# YOUR OBJECTIVE
Reproduce word for word the lines of the listing from the one containing "like (16, 196)." through the end of the listing, including both ends.

# DATA EXCERPTS
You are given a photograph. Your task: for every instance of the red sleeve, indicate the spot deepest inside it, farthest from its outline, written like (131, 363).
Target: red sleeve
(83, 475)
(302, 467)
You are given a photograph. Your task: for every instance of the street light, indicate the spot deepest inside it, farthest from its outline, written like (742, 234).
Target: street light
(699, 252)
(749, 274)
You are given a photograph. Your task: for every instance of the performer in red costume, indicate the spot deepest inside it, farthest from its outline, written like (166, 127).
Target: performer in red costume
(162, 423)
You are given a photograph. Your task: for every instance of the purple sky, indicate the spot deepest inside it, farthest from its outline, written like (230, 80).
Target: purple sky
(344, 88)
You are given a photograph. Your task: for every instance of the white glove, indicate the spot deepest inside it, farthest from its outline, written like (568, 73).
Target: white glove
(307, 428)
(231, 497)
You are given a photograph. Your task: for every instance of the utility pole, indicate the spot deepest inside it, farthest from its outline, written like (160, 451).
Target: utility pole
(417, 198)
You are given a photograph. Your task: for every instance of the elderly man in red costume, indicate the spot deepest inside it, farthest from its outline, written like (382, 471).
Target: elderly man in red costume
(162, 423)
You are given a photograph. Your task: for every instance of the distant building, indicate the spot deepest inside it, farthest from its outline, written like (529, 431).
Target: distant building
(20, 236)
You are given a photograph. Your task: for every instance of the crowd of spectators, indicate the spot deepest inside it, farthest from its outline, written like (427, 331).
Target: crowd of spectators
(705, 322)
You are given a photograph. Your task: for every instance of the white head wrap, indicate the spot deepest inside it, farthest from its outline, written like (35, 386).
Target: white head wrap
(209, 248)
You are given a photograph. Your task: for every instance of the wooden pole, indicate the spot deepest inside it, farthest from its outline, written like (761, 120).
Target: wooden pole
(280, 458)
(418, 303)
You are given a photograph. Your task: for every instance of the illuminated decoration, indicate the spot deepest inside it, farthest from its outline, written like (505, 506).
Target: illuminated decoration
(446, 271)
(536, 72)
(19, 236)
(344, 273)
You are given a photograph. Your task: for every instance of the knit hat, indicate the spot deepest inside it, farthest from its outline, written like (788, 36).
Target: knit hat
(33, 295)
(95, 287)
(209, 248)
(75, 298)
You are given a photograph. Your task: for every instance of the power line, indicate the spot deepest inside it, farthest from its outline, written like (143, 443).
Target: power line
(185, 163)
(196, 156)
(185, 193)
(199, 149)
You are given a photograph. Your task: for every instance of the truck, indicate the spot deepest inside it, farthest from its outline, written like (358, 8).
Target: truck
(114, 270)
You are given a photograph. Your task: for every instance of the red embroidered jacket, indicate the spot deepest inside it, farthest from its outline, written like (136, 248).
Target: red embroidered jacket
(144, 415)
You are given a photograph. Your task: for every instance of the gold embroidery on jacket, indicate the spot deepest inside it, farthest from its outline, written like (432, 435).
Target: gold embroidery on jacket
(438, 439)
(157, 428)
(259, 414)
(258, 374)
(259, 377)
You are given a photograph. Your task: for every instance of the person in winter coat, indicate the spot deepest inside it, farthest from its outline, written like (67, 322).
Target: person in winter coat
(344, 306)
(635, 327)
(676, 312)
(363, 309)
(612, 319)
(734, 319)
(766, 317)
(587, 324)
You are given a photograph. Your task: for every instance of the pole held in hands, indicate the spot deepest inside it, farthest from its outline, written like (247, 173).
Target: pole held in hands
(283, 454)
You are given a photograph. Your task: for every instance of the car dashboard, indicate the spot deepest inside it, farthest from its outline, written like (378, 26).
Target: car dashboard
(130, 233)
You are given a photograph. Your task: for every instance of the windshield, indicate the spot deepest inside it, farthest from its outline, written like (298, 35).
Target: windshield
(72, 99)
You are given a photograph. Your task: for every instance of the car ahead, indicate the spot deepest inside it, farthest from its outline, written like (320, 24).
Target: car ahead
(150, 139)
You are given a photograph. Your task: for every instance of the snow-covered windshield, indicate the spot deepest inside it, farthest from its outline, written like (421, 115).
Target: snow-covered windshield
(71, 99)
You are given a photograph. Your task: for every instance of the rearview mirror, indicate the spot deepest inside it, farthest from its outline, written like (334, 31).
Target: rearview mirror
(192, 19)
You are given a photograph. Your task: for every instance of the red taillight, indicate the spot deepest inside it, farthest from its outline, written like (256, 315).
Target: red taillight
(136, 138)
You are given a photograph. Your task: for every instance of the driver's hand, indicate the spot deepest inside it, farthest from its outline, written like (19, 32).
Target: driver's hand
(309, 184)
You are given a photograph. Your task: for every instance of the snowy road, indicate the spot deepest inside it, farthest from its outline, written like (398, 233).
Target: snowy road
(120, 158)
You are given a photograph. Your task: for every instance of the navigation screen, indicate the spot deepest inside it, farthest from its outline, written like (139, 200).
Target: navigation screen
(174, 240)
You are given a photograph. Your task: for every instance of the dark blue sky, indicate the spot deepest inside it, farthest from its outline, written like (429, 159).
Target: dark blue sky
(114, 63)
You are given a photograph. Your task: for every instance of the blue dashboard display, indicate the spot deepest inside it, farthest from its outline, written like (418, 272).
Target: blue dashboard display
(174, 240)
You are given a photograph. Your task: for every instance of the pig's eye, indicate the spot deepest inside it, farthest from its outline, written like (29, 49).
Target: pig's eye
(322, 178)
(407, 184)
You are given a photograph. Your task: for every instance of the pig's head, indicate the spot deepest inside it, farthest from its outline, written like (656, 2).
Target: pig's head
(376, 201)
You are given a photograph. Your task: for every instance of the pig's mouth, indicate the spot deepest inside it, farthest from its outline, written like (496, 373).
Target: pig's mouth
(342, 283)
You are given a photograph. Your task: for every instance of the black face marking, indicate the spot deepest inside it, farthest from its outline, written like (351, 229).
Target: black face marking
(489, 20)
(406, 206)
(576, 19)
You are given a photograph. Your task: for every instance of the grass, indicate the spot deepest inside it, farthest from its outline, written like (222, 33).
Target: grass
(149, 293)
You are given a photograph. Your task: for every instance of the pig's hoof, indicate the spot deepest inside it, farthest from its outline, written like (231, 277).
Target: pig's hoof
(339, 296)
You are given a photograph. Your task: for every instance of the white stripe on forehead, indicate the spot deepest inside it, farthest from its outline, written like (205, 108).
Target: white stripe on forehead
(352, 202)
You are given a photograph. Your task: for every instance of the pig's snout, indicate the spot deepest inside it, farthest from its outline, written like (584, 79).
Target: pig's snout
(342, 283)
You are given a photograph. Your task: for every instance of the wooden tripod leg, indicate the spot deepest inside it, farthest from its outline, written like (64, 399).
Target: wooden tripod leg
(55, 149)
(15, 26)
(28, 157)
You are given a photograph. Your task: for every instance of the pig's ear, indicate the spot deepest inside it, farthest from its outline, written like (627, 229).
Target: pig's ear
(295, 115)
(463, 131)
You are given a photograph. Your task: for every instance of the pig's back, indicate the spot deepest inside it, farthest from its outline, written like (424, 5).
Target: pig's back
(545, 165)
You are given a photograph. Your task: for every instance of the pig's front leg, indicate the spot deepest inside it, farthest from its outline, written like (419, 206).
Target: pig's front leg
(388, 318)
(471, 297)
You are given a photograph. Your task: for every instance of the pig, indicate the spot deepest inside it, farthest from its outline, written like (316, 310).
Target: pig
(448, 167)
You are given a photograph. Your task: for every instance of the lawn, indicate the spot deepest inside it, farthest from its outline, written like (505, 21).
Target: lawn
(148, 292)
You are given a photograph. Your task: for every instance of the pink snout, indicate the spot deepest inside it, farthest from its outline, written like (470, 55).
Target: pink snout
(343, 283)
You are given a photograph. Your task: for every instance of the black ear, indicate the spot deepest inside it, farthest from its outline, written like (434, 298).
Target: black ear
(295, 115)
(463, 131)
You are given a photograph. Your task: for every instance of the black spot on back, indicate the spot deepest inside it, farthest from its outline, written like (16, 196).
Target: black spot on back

# TASK OUTPUT
You are given a photograph. Your task: for every instance of the black spot on back, indicate the spot deepest inside it, farthest from its outline, written like (16, 196).
Target: black spot on back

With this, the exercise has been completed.